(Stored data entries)
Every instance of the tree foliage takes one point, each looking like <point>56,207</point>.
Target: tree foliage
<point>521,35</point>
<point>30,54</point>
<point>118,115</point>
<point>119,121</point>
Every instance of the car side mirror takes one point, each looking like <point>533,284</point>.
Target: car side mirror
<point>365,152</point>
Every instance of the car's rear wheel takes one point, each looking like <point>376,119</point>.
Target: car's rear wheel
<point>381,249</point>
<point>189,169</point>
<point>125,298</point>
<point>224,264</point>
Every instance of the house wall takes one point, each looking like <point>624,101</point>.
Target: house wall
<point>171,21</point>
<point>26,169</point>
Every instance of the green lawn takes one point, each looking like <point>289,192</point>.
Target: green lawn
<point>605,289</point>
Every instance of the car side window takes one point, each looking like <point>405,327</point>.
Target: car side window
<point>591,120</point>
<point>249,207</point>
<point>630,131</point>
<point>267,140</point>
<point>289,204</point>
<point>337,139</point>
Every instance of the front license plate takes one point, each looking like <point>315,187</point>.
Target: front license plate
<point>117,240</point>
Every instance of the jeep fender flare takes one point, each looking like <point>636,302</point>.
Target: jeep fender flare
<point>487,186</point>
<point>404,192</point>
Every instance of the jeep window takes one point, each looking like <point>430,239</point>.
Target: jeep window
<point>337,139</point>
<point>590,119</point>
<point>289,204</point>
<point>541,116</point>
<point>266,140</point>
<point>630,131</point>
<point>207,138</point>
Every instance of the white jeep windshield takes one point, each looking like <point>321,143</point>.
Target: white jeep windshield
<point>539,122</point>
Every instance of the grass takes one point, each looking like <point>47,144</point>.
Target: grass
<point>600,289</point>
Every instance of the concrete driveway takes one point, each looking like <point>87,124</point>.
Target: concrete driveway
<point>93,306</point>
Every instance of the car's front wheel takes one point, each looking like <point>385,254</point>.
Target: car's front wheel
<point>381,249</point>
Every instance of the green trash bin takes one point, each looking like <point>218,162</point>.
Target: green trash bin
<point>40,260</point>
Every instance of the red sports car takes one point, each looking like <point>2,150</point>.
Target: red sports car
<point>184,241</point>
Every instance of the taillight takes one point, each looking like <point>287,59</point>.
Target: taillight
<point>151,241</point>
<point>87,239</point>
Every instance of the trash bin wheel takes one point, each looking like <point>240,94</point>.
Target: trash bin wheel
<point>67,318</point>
---
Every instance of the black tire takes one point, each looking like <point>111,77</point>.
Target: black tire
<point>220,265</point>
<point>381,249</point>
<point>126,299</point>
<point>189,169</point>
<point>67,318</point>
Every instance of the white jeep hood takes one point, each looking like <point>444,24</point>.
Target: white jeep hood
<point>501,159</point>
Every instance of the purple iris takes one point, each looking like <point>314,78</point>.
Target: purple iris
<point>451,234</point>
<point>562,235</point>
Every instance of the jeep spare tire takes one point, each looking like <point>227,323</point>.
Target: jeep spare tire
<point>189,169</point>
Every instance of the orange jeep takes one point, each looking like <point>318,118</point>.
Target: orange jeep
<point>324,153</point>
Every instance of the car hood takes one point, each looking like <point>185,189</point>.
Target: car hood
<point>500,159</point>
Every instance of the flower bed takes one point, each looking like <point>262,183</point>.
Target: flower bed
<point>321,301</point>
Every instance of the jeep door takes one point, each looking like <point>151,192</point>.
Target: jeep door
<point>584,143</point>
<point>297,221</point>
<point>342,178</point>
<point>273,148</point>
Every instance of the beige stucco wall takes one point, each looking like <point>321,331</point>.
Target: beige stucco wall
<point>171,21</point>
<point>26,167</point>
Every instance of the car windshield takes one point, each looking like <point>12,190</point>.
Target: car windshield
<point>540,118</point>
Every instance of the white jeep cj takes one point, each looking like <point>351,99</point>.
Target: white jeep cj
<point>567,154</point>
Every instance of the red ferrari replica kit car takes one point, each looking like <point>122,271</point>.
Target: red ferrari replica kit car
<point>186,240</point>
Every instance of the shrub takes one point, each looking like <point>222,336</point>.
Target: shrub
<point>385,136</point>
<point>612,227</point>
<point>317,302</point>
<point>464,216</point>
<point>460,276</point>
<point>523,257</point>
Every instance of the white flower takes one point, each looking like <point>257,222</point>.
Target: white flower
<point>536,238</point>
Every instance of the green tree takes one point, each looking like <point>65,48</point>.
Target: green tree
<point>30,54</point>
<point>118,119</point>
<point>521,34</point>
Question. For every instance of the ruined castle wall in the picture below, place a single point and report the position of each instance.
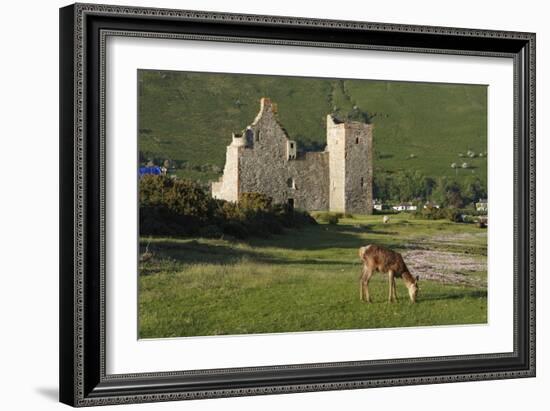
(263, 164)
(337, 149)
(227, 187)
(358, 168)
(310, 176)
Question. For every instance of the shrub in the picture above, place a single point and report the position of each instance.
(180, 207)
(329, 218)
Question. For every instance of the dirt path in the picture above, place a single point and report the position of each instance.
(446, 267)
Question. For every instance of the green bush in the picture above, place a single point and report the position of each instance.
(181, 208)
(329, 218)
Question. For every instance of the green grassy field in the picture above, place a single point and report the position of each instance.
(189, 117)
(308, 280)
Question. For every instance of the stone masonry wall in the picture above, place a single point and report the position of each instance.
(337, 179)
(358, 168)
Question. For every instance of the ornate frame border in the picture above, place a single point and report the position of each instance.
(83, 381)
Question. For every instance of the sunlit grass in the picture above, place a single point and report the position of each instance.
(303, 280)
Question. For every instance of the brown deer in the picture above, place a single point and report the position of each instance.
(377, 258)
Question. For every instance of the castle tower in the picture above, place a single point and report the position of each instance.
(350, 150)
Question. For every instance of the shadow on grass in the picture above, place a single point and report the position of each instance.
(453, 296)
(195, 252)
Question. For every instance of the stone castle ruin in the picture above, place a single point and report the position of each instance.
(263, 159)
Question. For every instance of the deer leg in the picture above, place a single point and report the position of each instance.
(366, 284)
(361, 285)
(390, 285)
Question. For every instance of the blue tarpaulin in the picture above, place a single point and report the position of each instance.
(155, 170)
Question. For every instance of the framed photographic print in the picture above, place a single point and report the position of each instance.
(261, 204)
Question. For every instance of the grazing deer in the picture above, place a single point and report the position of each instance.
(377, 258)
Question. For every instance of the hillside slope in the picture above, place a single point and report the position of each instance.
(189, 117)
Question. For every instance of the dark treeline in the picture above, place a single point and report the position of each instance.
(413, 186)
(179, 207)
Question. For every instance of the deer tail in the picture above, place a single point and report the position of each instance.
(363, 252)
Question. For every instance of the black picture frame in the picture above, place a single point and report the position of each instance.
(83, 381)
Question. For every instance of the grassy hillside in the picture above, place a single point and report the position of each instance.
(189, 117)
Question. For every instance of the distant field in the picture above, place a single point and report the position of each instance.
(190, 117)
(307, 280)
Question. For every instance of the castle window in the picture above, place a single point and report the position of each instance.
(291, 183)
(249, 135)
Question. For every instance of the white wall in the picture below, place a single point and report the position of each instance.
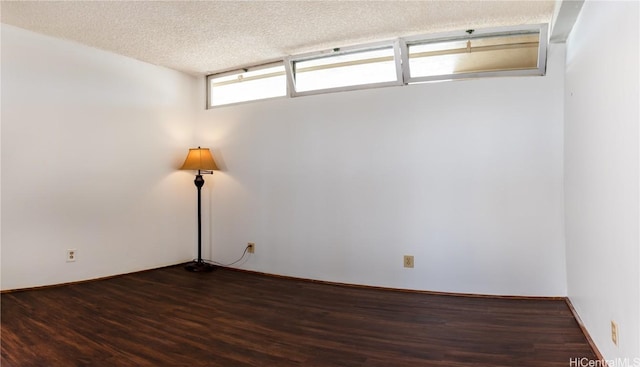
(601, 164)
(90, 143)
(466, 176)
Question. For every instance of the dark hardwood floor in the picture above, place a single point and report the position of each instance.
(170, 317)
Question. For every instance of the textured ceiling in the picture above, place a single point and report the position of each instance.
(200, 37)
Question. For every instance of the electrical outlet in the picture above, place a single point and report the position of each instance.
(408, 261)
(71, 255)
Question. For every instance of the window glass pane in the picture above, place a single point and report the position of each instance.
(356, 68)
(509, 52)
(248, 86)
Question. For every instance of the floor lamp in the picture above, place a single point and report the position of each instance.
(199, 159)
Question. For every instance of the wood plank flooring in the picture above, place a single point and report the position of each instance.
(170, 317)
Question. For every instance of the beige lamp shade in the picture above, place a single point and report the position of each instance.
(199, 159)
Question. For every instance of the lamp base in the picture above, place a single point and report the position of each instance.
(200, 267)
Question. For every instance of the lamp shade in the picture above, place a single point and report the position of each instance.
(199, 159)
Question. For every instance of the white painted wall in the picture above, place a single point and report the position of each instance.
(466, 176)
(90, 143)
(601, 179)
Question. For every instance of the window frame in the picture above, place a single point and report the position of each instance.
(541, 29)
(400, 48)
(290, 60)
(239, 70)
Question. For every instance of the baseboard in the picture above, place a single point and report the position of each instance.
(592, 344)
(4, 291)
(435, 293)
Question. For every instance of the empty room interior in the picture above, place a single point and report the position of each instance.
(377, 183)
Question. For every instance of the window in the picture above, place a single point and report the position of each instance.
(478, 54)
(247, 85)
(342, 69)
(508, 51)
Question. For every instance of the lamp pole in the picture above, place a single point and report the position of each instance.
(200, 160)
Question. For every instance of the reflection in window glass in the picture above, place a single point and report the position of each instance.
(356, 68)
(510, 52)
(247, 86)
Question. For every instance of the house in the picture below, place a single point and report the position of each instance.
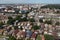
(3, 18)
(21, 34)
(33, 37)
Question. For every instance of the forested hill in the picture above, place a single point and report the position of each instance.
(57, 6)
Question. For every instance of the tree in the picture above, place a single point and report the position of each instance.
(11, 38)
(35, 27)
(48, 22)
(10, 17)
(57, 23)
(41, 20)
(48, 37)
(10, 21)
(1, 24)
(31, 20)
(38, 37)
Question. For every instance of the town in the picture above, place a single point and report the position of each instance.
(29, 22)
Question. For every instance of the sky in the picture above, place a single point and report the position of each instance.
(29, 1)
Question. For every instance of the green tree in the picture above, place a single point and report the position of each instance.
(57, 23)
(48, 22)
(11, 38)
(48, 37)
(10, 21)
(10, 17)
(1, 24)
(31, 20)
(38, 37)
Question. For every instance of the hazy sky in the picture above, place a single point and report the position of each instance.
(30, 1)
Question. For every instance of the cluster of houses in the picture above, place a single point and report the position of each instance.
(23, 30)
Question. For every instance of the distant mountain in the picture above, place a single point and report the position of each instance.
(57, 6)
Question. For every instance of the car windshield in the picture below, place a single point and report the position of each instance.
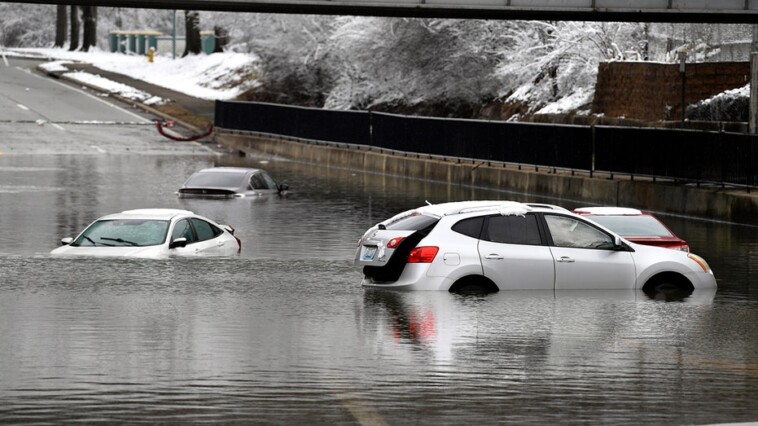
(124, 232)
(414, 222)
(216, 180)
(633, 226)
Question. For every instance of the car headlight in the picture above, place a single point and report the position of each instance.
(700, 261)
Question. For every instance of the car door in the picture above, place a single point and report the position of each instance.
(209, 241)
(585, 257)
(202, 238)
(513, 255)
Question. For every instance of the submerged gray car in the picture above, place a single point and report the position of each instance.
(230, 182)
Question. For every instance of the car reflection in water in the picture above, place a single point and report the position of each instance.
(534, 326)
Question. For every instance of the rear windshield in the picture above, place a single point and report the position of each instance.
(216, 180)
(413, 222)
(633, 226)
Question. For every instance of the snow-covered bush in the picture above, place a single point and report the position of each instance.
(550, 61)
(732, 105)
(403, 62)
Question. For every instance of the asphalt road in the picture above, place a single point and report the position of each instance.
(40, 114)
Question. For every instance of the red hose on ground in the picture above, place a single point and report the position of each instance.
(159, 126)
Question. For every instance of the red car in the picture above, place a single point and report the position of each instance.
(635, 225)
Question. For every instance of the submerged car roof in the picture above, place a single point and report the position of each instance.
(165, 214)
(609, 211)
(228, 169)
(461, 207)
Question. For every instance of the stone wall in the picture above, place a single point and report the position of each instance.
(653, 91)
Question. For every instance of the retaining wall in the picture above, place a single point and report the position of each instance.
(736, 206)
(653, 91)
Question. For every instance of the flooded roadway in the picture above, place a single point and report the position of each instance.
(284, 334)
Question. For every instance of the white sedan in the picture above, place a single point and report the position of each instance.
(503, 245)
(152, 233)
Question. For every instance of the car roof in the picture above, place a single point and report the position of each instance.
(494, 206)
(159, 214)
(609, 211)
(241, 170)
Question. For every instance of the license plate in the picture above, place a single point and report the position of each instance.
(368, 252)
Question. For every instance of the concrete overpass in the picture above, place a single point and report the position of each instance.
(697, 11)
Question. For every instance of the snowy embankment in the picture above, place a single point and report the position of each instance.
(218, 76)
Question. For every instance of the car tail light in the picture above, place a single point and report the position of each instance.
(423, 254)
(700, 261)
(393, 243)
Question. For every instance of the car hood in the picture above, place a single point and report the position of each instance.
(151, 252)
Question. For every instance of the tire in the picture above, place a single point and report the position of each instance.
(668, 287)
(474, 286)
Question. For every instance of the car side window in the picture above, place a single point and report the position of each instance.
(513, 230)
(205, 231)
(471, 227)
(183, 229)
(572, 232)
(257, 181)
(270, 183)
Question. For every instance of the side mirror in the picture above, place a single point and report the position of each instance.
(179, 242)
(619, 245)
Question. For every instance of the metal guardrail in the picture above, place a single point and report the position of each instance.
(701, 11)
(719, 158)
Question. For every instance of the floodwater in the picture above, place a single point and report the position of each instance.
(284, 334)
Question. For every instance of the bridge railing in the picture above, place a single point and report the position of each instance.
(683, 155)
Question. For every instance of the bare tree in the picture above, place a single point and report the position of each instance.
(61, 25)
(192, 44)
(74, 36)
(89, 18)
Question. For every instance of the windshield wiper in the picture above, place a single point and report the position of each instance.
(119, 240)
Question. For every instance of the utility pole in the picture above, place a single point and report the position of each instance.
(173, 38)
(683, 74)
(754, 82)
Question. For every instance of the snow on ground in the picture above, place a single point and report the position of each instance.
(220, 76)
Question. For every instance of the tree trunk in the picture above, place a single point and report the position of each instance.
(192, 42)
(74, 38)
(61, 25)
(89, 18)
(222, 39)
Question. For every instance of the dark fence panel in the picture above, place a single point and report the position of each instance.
==
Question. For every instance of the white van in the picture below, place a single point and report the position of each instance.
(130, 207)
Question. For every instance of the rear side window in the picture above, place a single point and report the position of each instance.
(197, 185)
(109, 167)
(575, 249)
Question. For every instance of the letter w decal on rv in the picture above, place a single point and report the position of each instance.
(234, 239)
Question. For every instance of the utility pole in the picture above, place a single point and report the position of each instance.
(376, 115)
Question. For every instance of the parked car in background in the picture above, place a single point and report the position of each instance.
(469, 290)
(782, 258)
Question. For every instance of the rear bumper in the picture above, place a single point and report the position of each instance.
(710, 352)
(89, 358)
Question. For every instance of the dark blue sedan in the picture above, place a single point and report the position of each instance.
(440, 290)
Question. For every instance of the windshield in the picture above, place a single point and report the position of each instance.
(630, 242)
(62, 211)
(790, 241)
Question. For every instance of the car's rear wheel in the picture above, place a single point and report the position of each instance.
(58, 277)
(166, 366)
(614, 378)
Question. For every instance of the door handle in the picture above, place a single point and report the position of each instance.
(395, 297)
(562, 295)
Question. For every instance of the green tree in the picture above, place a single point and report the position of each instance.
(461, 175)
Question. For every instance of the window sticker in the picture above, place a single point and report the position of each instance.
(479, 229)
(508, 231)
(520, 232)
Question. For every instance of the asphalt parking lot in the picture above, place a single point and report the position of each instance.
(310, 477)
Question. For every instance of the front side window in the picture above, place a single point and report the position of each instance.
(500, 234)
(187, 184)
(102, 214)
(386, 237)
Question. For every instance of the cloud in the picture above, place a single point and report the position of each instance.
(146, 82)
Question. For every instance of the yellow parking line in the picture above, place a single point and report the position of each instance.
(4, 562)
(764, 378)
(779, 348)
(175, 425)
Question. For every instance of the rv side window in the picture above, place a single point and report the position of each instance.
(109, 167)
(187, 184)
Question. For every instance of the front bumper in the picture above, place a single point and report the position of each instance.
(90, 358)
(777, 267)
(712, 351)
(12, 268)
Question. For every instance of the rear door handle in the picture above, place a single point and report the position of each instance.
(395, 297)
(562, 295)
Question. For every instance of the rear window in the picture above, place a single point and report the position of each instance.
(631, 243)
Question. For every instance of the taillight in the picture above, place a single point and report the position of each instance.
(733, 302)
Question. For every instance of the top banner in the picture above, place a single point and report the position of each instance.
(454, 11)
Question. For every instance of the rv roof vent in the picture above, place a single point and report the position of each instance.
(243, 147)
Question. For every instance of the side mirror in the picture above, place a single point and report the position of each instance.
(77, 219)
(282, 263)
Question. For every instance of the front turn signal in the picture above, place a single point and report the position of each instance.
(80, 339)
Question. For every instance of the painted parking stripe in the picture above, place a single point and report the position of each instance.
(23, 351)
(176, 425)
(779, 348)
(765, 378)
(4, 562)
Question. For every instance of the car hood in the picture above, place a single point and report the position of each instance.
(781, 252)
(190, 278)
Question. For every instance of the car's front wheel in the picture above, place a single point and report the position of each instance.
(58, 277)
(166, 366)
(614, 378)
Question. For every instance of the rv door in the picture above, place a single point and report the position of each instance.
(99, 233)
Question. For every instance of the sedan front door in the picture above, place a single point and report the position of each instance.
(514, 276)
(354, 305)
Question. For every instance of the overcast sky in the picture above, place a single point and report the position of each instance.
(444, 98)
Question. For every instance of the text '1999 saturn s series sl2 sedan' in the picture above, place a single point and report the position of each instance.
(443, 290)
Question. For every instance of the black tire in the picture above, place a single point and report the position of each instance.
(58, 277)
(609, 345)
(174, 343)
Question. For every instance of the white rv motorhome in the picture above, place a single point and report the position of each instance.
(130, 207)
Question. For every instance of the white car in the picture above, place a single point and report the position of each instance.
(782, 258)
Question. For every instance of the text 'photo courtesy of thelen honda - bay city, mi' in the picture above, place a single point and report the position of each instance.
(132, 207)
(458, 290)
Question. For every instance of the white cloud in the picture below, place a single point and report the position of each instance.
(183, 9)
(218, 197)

## WHAT YOU NEED TO DO
In the data above, retype exactly and only the lines between the one holding "Question. For every instance of the bare" and the one holding "Question. For every instance of the dark fence", inclusive.

## EXERCISE ANSWER
Question. For every instance of the bare tree in the picture above, place a single point and report the position of each instance.
(61, 25)
(192, 44)
(74, 36)
(89, 18)
Question. For every instance of the windshield wiper in the picture above, place a single point and report the position of each instance.
(119, 240)
Question. For every instance of the utility pole in the picture above, place a single point and report the position of each instance.
(173, 38)
(683, 74)
(754, 82)
Question. For every instance of the snow on ground in the picture above, place a single point and report the position of each instance.
(220, 76)
Question. For every instance of the tree trunk in the picture above, place a single point and report the position of each instance.
(192, 42)
(74, 38)
(61, 25)
(89, 18)
(222, 39)
Question. For every instance of the dark fence panel in the picture above, place a single point and report the position of each instance.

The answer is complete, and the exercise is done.